GOAL:
Count the lines in the rows below that contain the string "diver". Reply with the number alone.

GIVEN RECORDS:
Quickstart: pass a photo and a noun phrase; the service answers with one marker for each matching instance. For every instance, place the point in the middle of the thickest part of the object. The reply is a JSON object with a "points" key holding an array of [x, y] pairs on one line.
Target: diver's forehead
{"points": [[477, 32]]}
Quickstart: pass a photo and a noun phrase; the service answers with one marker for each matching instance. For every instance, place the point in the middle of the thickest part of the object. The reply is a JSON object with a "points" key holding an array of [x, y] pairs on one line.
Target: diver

==

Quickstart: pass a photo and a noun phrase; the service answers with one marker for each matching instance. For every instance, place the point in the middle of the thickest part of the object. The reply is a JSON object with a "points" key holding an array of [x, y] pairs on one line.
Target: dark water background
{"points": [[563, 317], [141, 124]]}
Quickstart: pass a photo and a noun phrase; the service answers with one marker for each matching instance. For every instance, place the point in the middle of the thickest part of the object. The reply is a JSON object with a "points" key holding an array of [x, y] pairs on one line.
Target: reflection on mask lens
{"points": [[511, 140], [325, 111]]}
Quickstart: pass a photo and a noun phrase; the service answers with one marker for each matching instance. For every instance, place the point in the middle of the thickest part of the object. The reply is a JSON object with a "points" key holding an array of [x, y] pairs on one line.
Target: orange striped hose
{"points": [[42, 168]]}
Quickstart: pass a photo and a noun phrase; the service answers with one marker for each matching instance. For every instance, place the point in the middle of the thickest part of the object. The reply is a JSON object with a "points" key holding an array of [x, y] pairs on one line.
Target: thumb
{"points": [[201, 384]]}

...

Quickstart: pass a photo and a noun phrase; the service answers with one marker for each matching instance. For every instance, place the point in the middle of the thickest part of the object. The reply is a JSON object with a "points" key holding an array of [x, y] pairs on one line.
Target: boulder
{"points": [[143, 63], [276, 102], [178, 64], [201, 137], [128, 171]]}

ANSWER TO THIS EXERCISE:
2